#### [Segmentation mask data]
[Start of Attachment]

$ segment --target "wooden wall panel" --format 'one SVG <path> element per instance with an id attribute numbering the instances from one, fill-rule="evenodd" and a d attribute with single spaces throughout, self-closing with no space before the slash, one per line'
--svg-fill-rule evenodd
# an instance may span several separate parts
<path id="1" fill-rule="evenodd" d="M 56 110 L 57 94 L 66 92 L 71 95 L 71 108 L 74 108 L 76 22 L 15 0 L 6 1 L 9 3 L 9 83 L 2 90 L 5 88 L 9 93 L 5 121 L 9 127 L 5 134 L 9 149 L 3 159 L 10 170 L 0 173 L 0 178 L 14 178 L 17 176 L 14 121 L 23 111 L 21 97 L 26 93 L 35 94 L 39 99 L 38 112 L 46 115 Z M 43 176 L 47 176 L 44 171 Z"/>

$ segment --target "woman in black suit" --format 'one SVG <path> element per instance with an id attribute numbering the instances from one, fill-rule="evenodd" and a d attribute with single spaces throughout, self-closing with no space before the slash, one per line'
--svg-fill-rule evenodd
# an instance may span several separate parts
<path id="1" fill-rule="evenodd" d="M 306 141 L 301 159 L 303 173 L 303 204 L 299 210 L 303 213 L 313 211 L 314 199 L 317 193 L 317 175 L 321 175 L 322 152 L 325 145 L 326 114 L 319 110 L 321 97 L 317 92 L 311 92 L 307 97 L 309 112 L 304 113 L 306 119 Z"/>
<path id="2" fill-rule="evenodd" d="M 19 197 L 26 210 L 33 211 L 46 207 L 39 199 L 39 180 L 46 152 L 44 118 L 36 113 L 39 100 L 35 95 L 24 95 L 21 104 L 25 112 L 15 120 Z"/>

[End of Attachment]

#### [TASK DESCRIPTION]
Copy every record above verbatim and in full.

#### [REPLY]
$ segment --target "wooden wall panel" --format 'one SVG <path> element per instance with an id attribute numbering the instances from one, fill-rule="evenodd" and a d attribute with single spaces throughout, self-closing with no space before the slash, one per line'
--svg-fill-rule evenodd
# an instance may span several separate parts
<path id="1" fill-rule="evenodd" d="M 56 110 L 57 94 L 66 92 L 71 95 L 71 108 L 74 108 L 76 22 L 15 0 L 6 1 L 9 3 L 9 83 L 2 90 L 5 88 L 9 93 L 5 121 L 9 127 L 5 134 L 9 149 L 3 159 L 10 170 L 0 173 L 0 178 L 14 178 L 17 176 L 14 121 L 23 111 L 21 97 L 26 93 L 35 94 L 39 99 L 38 112 L 46 115 Z M 43 176 L 47 176 L 44 171 Z"/>

$ segment --target "woman in black suit" --format 'one SVG <path> element per instance with an id attribute numbering the instances from one, fill-rule="evenodd" and a d attribute with single spaces throughout, self-closing with no space before the slash, one per line'
--svg-fill-rule evenodd
# an instance may span several separate parts
<path id="1" fill-rule="evenodd" d="M 306 141 L 301 159 L 303 173 L 303 204 L 299 210 L 303 213 L 313 211 L 314 199 L 317 193 L 317 175 L 321 175 L 322 152 L 325 145 L 326 114 L 319 110 L 321 97 L 317 92 L 311 92 L 307 97 L 309 112 L 304 113 L 306 119 Z"/>
<path id="2" fill-rule="evenodd" d="M 19 197 L 26 210 L 33 211 L 46 207 L 39 199 L 39 180 L 46 152 L 44 118 L 36 113 L 39 100 L 35 95 L 24 95 L 21 104 L 25 112 L 15 120 Z"/>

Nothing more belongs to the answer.